TASK TO CARRY OUT >> Each line below should be retyped exactly, with no pictures.

[SOURCE DATA]

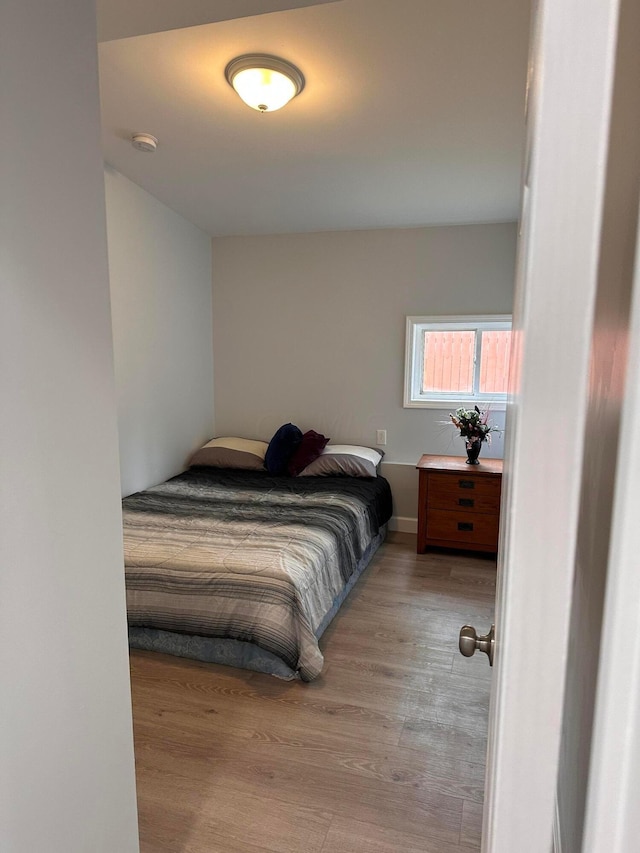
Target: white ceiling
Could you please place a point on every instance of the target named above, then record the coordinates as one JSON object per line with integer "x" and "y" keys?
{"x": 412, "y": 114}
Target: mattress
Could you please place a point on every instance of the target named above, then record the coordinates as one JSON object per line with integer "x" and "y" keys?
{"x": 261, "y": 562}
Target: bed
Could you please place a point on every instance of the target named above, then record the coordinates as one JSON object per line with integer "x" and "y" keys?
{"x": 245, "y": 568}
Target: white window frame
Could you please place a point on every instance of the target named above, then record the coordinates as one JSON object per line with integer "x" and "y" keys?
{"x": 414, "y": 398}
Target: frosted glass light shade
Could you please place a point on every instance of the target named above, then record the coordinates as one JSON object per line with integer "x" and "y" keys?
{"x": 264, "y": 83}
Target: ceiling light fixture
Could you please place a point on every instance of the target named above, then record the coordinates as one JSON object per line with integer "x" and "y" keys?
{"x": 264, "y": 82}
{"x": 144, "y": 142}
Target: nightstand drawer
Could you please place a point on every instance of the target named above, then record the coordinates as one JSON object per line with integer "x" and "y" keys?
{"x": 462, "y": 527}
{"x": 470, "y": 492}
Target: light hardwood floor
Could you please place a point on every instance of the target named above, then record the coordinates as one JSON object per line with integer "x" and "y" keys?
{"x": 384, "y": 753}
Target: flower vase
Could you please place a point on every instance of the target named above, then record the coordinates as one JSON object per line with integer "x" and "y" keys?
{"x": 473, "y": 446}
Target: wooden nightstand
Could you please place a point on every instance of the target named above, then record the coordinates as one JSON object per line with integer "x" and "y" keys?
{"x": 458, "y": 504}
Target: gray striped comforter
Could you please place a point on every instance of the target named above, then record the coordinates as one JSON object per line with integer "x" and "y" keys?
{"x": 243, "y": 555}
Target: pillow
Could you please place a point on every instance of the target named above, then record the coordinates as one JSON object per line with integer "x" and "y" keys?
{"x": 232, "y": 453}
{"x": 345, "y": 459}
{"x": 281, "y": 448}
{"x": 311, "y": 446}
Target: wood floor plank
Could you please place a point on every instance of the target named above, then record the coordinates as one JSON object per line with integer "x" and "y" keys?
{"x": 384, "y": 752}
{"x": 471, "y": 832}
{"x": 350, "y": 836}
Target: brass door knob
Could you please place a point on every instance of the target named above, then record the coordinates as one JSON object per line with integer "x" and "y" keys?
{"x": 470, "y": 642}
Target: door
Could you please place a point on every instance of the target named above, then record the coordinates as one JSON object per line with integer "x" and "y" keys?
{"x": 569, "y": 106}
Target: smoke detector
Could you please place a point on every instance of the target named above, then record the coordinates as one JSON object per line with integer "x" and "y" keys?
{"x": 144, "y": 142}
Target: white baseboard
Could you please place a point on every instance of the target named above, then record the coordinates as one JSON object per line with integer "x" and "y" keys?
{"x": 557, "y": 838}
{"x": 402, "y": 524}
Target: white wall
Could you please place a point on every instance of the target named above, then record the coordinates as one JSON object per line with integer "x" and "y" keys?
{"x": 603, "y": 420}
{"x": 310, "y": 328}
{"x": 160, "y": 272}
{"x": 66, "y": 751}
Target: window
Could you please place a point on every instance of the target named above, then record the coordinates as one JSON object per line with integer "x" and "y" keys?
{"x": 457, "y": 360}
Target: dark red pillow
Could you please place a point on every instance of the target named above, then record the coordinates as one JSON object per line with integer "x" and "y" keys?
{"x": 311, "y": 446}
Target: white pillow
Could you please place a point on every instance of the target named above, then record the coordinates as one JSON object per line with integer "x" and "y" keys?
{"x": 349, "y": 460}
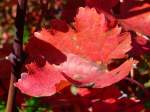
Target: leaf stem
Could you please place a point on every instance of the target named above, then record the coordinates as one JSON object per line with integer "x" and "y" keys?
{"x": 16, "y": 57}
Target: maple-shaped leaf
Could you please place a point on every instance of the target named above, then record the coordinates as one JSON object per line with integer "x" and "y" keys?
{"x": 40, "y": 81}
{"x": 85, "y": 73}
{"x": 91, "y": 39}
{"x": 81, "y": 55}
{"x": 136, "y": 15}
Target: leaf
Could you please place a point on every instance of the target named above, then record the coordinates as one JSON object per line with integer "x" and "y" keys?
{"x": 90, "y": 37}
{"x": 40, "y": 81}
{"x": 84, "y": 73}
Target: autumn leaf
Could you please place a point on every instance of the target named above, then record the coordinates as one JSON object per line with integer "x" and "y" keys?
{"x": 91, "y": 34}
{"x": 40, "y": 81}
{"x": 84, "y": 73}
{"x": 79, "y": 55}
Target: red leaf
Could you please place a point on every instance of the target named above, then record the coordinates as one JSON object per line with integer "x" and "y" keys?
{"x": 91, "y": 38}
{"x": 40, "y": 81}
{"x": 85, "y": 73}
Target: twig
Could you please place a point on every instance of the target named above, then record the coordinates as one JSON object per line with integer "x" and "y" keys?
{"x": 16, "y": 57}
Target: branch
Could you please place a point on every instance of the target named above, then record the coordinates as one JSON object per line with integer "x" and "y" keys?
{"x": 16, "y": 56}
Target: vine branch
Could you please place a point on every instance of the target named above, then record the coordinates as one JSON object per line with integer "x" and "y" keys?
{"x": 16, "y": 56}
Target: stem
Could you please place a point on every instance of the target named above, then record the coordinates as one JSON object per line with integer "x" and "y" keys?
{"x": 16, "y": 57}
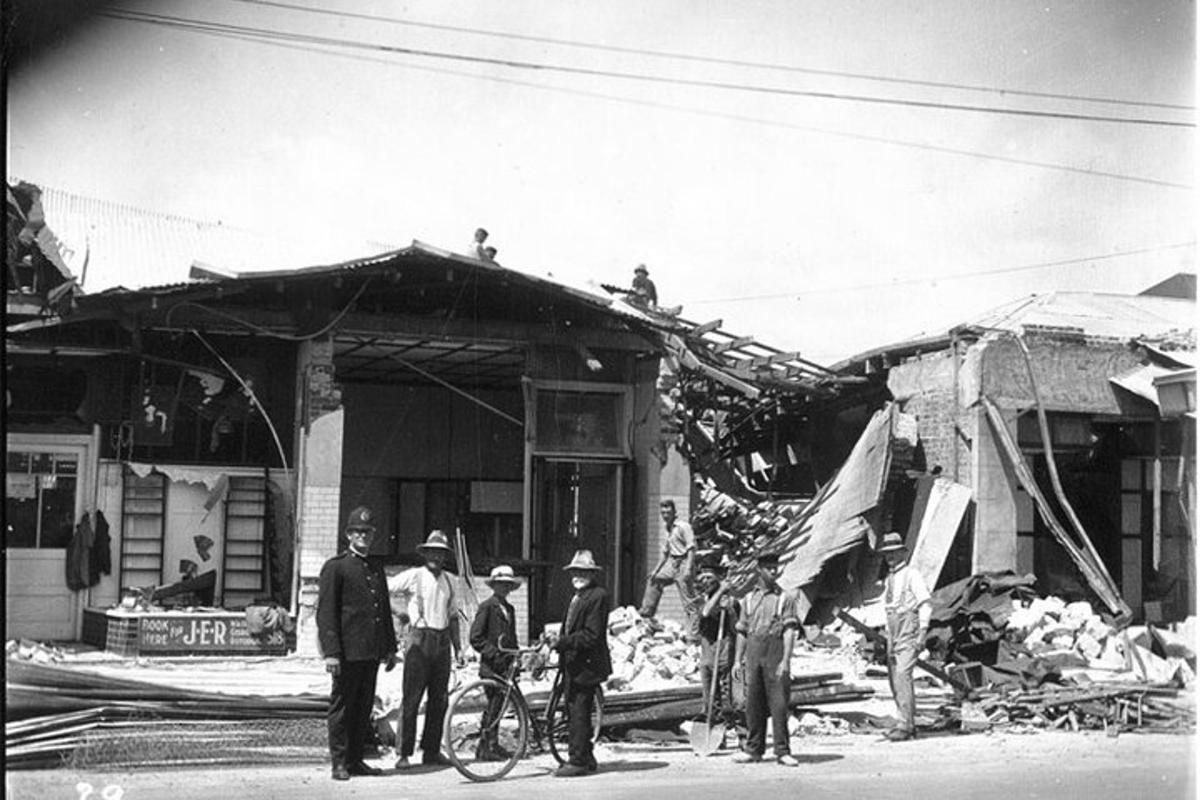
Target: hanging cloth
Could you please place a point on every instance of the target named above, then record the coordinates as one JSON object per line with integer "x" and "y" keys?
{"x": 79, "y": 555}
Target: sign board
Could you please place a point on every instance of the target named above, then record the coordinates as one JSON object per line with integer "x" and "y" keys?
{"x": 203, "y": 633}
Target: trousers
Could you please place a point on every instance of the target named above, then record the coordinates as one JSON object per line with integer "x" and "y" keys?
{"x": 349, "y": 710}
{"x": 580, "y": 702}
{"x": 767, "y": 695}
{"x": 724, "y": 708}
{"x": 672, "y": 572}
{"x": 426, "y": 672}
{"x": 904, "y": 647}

[/SOURCE DATA]

WORKED SOLUTION >>
Target: white ceiling
Could you please place a point on every instance of the target named above, then record the coordinates as one JSON object per line with integer "x" and "y" keys?
{"x": 412, "y": 114}
Target: mattress
Could you please place a point on every instance of the target named above, then record the coordinates as one JSON object per line with integer "x" and "y" keys?
{"x": 261, "y": 562}
Target: bed
Could you please place a point on every instance of the target named above, then record the coordinates as one JSON object per line with integer "x" and "y" keys?
{"x": 245, "y": 568}
Target: white window frame
Could you please place a point on every instance of the target named above, then record the coordinates as one JSON object per line with integer "x" and "y" keys?
{"x": 414, "y": 398}
Target: frosted glass light shade
Could you please place a point on every instance of the target named above, then record the coordinates as one JSON object per line with integer "x" and "y" keys?
{"x": 264, "y": 83}
Target: ceiling light fixture
Could you please place a point on every instance of the target named above, then record the coordinates as one JSON object per line with integer "x" and "y" keys?
{"x": 264, "y": 82}
{"x": 144, "y": 142}
Target: nightstand drawer
Could you please place a point on every instance of the target named above, then record the coordinates as one JSON object per line with integer "x" and "y" keys?
{"x": 462, "y": 527}
{"x": 470, "y": 492}
Target: light hardwood floor
Could you please place a point on every instance of the target named above, then record the coordinates as one JSON object per line with integer "x" and "y" keys?
{"x": 384, "y": 753}
Target: flower vase
Could you please place a point on every instance of the target named above, then record the coordinates as one JSON object per line with integer "x" and "y" keys?
{"x": 473, "y": 446}
Target: wooden nightstand
Could you please place a point on every instance of the target named above, then record the coordinates as one JSON object per line with integer "x" and "y" keys?
{"x": 458, "y": 504}
Target: gray striped comforter
Could you please place a point on every instance of the target named above, then record the coordinates as one JSON object per line with integer "x" and "y" keys?
{"x": 243, "y": 555}
Target: pillow
Could you please place a point on every instance of the target named above, then record the coordinates as one JSON object per line with integer "x" and "y" keys?
{"x": 232, "y": 453}
{"x": 345, "y": 459}
{"x": 281, "y": 448}
{"x": 311, "y": 446}
Target: wood floor plank
Could you please place a point on every instance of the target named above, then record the coordinates as one JSON object per line with integer "x" and "y" keys?
{"x": 384, "y": 752}
{"x": 471, "y": 832}
{"x": 350, "y": 836}
Target: brass door knob
Could you please place a point on every instance of the target named above, then record the coordinates as one JSON object per line with integer "x" and "y" keys?
{"x": 470, "y": 642}
Target: door
Could you please place a point on every instance of the target named above, then record the coordinates as one JSON object per line with integer "x" and "y" keys?
{"x": 569, "y": 106}
Target: smoke detector
Could you please place a point on every instance of the target named above, then record the coordinates as one JSON object per line with integer "x" and "y" keys?
{"x": 144, "y": 142}
Target: white baseboard
Could you please place a point on every instance of the target named above, then record the coordinates as one JSON object per line with integer "x" and "y" keys?
{"x": 557, "y": 838}
{"x": 402, "y": 524}
Target: white wall
Could you please place a point on every instance of the target named above, then record the coordinates as one JSON object per line with integer "x" and "y" keys?
{"x": 603, "y": 420}
{"x": 310, "y": 328}
{"x": 160, "y": 272}
{"x": 66, "y": 751}
Target: window
Could you please place a point on every instance of the target named above, then record the coordinates as one JSON object per line with integer "x" and "y" keys?
{"x": 457, "y": 360}
Target: dark red pillow
Could you please place a point on every instance of the target named above, then record the coordinates as one JSON object per line with integer "x" and "y" keys?
{"x": 311, "y": 446}
Target: white pillow
Could you please place a point on every instance of the target named above, then record the coordinates as one JSON object per line with integer "x" and "y" keys?
{"x": 349, "y": 460}
Target: leaf stem
Could you please place a point on every instance of the target named above, then record the coordinates as one JSON object per line with integer "x" and "y" keys?
{"x": 16, "y": 57}
Target: maple-shaped leaf
Could you please place a point on every instance of the target named above, then record the coordinates as one JSON object per line with integer "x" and "y" keys?
{"x": 40, "y": 81}
{"x": 85, "y": 73}
{"x": 91, "y": 39}
{"x": 81, "y": 55}
{"x": 136, "y": 15}
Target: leaf
Could you please place a point on every instance of the target named above, then record the coordinates as one JSON object per line with integer "x" and "y" keys?
{"x": 90, "y": 37}
{"x": 40, "y": 81}
{"x": 84, "y": 73}
Target: autumn leaf
Could you please place a point on every instance of the target named above, then record the coordinates as one JSON object per line with integer "x" and "y" keys?
{"x": 91, "y": 34}
{"x": 40, "y": 81}
{"x": 84, "y": 73}
{"x": 79, "y": 55}
Target: red leaf
Could you please place a point on every instance of the target named above, then record the coordinates as one JSON object per line with integer "x" and "y" keys?
{"x": 91, "y": 38}
{"x": 40, "y": 81}
{"x": 85, "y": 73}
Target: twig
Could you please place a point on every instance of the target named above, then record the coordinates as one JSON object per line with integer "x" and "y" keys?
{"x": 16, "y": 57}
Target: branch
Could you please place a point on every instance of the target named above, then record the coordinates as one JSON object per line with integer "x" and "y" keys?
{"x": 16, "y": 56}
Target: vine branch
Could you please place a point on every instance of the target named above, then record the coordinates as one JSON object per line with integer "x" and "y" keys?
{"x": 16, "y": 56}
Target: stem
Could you please place a point on every instance of the target named above, then record the coordinates as one JSON object per line with integer "x" and "y" keys?
{"x": 16, "y": 57}
Target: hanging cloth
Could you please place a point on every instance of the target named above, then record the coordinates as one JSON object per line with integer "x" and "y" keys?
{"x": 79, "y": 555}
Target: sign board
Could you please place a point on every instance of the target named above, then record the coordinates as one JSON object per line with integer "x" and "y" keys?
{"x": 203, "y": 633}
Target: trousers
Could you please place a point on every instance of the target named above, then record the coordinates as one JSON object per line with integer "x" and "y" keys?
{"x": 349, "y": 710}
{"x": 580, "y": 702}
{"x": 767, "y": 695}
{"x": 724, "y": 708}
{"x": 672, "y": 572}
{"x": 426, "y": 672}
{"x": 904, "y": 647}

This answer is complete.